▶ **QUESTIONS TO ANSWER**
a: From the editorial on tuition and housing, return the passage from "Now, those paying" to "payments be made?" word for word.
b: Based on the editorial on tuition and housing, mark each statement yes or no, and quote the words from the editorial that decide it. (i) President Cole took a pay cut voluntarily. (ii) The mother in the Facebook group said she would be spending almost $10,000. (iii) Housing payers must submit a Financial Obligation form on Nest.
c: According to the editorial on tuition and housing, in which Facebook group did a student's mother post about paying for housing?

====== SOURCE TEXT

Home Homepage Feature Story COVID-19 Isn’t the Only Risk to Returning Students

COVID-19 Isn’t the Only Risk to Returning Students

by Montclarion Staff

With uncertainty surrounding everything from economic stability to whether schools will reopen in a few weeks to the containment of the COVID-19 virus in general, Montclair State University administration has decided to charge full price for tuition and housing despite holding a large portion of its classes in an online format.

Now it is time for the administration to listen to its student body and reevaluate that decision.

Students and their parents alike have expressed great disdain for the tuition decision on social media. One student’s mother posted in the “Montclair State University Parent/Family Networking” Facebook group how uncomfortable she feels paying for housing when there are already no in-person classes after Thanksgiving break and really no guarantee students will be dorming at all.

“I don’t know about others but I have difficulty spending almost $8,000 not knowing if my daughter will even spend one night in the dorm,” she wrote.

Despite this unsettling and completely unpredictable financial risk, housing payers are being required to fill out and submit a Financial Obligation form on Nest. If they do not, the website, which is essential to any student’s progress toward their degree, cannot be accessed.

Furthermore, a continuation of the stimulus money provided by the federal government to aid those out of work due to the COVID-19 pandemic may not occur as senators are struggling to reach an agreement.

Students paying their way through college and those paying for their children’s degrees may have their funds cut short through no fault of their own. They will either have to recede into further financial debt or have their plans of attaining their hard earned degree postponed or even canceled.

Now, those paying for housing have been forced to agree to pay money they may or may not have. If the reopening of society continues to be delayed, who knows when those out of work will return to their jobs? If the stimulus bill is cut and does not continue as it has been, how will those obliged payments be made?

It is understood the COVID-19 pandemic has intensely burdened Montclair State financially. President Cole voluntarily taking a 20% pay cut to help aid that burden is definitely admirable, but the administration needs to listen to its students and their cries for help.

============
====== INFORMATION SUPPLIED

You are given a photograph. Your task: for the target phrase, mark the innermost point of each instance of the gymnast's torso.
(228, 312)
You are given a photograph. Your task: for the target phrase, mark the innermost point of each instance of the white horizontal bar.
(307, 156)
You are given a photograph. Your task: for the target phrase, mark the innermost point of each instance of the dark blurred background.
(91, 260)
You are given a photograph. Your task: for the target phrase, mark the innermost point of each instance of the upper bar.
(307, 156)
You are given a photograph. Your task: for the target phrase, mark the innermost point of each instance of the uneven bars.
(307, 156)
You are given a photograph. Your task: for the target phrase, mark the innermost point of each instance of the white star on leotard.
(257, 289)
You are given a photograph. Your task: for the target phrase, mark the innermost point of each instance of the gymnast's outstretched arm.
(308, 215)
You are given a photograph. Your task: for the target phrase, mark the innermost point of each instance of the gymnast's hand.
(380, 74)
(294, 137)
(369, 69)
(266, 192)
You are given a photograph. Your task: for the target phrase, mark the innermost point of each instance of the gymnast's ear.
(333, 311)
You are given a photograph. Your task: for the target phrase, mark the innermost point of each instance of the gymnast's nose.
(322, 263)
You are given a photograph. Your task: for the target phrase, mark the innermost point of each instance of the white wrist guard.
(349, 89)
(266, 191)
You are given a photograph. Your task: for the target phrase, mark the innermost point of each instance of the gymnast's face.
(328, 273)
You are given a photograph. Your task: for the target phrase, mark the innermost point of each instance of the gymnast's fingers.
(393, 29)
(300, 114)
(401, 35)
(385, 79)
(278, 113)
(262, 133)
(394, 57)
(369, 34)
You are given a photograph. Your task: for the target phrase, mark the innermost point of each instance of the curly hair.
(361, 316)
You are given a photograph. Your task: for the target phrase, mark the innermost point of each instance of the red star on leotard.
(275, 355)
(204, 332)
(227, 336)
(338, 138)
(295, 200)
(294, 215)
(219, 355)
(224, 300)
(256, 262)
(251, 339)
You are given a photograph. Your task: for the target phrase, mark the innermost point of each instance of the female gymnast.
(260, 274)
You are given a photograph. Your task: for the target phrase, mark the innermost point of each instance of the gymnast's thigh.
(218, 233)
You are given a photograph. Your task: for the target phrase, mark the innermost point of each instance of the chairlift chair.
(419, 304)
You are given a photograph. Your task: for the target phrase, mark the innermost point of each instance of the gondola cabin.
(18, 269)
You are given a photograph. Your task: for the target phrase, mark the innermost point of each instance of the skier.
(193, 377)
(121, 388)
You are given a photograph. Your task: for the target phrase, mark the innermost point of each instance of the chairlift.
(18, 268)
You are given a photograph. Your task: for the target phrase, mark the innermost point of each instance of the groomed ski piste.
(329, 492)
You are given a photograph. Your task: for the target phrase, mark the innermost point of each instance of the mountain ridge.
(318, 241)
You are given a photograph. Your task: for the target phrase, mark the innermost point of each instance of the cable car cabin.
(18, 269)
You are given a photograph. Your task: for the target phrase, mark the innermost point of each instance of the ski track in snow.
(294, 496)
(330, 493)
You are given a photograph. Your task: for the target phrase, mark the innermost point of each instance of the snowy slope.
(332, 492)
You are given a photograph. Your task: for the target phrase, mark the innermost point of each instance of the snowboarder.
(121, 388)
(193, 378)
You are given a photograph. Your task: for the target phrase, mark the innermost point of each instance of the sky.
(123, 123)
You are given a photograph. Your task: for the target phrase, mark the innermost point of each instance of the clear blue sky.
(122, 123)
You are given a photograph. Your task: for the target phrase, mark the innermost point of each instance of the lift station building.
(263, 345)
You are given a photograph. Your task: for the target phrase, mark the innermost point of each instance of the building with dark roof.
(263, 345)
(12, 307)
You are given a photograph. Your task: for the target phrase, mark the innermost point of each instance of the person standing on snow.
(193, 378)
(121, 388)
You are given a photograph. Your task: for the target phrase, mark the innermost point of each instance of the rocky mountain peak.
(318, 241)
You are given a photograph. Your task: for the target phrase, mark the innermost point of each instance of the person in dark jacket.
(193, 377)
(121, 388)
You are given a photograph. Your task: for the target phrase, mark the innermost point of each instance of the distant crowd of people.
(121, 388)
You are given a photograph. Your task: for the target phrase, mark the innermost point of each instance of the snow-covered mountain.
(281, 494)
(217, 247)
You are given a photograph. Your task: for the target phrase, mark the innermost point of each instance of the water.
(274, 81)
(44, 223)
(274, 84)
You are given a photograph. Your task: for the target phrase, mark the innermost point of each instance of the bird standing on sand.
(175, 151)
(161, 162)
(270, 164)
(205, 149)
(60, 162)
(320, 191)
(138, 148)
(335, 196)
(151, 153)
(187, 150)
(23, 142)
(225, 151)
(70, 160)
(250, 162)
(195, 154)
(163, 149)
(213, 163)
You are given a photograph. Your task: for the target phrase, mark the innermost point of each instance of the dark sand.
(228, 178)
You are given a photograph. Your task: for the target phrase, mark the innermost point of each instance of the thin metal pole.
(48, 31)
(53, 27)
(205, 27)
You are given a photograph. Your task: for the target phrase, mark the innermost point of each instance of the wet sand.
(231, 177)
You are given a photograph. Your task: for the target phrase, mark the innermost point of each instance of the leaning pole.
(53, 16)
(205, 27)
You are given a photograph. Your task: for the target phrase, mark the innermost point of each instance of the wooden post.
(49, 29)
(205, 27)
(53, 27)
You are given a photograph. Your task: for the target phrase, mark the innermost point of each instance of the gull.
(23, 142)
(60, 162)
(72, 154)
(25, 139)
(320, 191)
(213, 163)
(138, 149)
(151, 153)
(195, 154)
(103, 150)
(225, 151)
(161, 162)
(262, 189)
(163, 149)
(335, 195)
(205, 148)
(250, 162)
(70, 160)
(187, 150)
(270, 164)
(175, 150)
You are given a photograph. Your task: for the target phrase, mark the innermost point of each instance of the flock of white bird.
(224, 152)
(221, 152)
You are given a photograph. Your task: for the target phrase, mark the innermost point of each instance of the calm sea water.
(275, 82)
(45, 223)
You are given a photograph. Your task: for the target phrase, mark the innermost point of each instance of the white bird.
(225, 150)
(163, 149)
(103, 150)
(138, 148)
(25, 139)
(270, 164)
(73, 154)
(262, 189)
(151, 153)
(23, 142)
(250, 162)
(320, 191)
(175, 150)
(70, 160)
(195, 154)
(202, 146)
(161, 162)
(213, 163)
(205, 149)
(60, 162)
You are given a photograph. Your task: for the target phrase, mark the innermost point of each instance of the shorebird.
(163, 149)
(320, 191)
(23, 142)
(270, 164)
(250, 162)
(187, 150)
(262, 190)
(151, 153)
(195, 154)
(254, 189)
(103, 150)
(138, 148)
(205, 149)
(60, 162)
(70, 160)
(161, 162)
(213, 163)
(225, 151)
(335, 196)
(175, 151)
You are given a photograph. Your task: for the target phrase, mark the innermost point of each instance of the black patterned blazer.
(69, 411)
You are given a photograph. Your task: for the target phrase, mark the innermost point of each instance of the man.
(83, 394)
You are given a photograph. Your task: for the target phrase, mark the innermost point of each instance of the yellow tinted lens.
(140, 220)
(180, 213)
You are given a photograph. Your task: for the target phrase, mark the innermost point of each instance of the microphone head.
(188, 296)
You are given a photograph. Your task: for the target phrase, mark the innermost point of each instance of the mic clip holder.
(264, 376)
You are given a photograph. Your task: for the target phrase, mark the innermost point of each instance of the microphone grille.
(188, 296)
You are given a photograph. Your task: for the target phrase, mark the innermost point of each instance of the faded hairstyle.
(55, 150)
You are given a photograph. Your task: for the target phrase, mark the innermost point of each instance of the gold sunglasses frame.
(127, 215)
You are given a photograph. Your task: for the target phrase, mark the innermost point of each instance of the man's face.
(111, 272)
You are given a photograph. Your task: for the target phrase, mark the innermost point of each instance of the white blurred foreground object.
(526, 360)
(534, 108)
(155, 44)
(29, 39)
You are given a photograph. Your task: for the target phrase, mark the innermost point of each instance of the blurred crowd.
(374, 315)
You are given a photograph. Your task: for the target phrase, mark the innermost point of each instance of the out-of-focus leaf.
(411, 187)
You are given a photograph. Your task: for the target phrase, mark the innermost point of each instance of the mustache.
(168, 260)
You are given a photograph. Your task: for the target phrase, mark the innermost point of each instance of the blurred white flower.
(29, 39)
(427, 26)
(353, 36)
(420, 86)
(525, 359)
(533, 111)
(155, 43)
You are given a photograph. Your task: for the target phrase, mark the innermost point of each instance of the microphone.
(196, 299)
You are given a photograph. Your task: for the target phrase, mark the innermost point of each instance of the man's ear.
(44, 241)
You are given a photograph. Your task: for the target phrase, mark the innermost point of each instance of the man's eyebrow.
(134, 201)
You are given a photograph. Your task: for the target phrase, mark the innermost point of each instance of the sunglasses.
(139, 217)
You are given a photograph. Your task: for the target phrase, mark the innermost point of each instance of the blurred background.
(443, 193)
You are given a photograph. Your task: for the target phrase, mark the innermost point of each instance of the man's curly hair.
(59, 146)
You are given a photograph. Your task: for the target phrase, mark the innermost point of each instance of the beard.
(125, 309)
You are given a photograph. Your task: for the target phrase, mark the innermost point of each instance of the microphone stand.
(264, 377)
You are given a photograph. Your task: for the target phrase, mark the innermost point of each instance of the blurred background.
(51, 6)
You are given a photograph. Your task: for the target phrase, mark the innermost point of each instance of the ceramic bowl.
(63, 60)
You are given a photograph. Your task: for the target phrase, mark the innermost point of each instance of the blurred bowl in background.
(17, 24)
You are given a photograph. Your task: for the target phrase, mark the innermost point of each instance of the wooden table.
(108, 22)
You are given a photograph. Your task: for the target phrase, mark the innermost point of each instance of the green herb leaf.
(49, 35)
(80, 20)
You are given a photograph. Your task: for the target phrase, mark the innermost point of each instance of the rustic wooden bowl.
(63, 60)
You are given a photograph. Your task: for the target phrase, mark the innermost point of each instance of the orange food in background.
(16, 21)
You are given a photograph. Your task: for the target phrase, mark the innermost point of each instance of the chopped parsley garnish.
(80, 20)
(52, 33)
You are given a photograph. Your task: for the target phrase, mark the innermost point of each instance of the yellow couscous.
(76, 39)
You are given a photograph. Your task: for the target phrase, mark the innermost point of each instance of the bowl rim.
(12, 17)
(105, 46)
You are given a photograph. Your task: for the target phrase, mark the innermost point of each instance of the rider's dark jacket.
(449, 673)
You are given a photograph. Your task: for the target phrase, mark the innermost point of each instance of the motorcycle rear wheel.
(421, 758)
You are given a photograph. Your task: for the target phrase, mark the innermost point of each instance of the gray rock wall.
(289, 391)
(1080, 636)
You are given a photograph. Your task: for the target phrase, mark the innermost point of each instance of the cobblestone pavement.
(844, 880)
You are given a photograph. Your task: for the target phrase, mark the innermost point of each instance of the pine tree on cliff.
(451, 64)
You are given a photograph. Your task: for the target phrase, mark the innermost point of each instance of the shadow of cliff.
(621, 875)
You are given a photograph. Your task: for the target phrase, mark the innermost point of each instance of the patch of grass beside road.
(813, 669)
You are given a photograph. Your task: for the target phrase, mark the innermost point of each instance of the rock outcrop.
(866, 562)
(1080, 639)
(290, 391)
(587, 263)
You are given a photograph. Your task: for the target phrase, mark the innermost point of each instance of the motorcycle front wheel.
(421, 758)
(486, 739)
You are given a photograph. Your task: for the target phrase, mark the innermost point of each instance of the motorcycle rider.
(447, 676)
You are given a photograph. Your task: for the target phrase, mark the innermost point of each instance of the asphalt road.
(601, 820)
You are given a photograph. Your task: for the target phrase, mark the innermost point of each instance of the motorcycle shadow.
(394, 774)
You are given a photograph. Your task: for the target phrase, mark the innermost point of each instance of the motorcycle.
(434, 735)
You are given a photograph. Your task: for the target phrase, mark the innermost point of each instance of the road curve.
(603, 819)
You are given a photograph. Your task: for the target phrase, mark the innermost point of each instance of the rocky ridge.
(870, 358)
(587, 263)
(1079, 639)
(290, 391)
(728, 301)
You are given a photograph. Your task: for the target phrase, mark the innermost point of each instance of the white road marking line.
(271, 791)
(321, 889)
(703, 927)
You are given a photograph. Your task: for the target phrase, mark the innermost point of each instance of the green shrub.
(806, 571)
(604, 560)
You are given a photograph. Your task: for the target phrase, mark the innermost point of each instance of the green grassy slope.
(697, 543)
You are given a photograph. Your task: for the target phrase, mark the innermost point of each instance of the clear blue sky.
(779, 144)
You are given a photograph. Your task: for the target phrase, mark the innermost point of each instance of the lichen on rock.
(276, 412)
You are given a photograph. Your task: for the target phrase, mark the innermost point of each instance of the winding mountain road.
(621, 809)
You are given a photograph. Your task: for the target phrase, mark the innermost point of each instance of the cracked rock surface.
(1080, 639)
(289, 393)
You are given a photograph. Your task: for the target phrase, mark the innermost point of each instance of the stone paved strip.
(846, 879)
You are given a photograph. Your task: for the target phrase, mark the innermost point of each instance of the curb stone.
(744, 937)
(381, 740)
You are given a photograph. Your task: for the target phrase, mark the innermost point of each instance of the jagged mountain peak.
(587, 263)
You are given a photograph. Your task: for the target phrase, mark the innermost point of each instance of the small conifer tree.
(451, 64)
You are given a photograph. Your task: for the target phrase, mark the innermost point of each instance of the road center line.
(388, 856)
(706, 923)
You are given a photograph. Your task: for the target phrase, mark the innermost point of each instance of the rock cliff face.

============

▶ **PROBLEM SOLUTIONS**
a:
Now, those paying for housing have been forced to agree to pay money they may or may not have. If the reopening of society continues to be delayed, who knows when those out of work will return to their jobs? If the stimulus bill is cut and does not continue as it has been, how will those obliged payments be made?

b:
(i) Yes: "President Cole voluntarily taking a 20% pay cut to help aid that burden is definitely admirable"
(ii) No: "I have difficulty spending almost $8,000 not knowing if my daughter will even spend one night in the dorm"
(iii) Yes: "housing payers are being required to fill out and submit a Financial Obligation form on Nest"

c: She posted in the "Montclair State University Parent/Family Networking" Facebook group.